* _Dataset extract_
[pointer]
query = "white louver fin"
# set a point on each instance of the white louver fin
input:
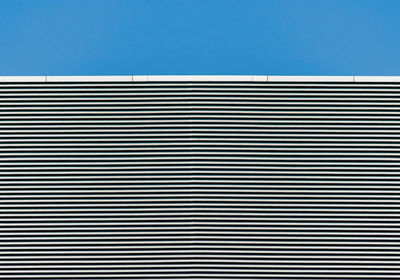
(202, 177)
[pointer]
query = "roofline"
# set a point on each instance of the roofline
(199, 78)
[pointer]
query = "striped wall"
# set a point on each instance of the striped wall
(199, 180)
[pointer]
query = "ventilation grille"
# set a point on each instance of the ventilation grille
(199, 181)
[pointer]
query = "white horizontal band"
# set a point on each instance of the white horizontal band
(199, 78)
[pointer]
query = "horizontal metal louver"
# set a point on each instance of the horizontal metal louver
(199, 180)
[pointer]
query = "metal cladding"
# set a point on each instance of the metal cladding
(145, 178)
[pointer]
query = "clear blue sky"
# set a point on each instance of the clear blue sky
(124, 37)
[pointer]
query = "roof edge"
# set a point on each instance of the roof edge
(199, 78)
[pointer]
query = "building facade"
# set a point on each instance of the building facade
(199, 177)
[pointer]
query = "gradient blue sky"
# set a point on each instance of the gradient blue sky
(124, 37)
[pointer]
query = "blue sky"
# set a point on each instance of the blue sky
(255, 37)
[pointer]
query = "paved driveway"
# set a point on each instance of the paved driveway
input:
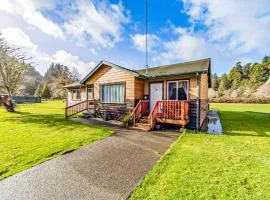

* _What needs to be done_
Omit the pictures and output all of the other material exactly.

* _Result of this task_
[pointer]
query = "white louver fin"
# set a point on each instance of the white louver fin
input:
(202, 177)
[pointer]
query = "roofline"
# set a point on each instance of the roofline
(199, 78)
[pointer]
query = "striped wall"
# set a point on each instance of the striped wall
(199, 180)
[pointer]
query = "ventilation grille"
# set a point on each instance of the ventilation grille
(199, 181)
[pointer]
query = "white horizontal band"
# set a point on each instance of the white horizontal band
(199, 78)
[pointer]
query = "horizontal metal louver"
# set a point on each instance of the horizontal metal louver
(199, 180)
[pointer]
query = "metal cladding"
# set a point on each instance of the metal cladding
(145, 178)
[pointer]
query = "clear blue sky"
# set a point on each instance of the clear blue sky
(124, 37)
[pointer]
query = "roof edge"
# set a point on each instance of the roof edge
(199, 78)
[pointer]
query = "building facade"
# set a point on each instance of the building facade
(199, 177)
[pointer]
query = "gradient blue sky"
# set a point on each instance of the gradient blue sky
(124, 37)
[pointer]
query = "blue sky"
# set a point on each instance of the blue sky
(255, 37)
[pointer]
query = "paved driveway"
# set a point on each instance of the paved driveway
input:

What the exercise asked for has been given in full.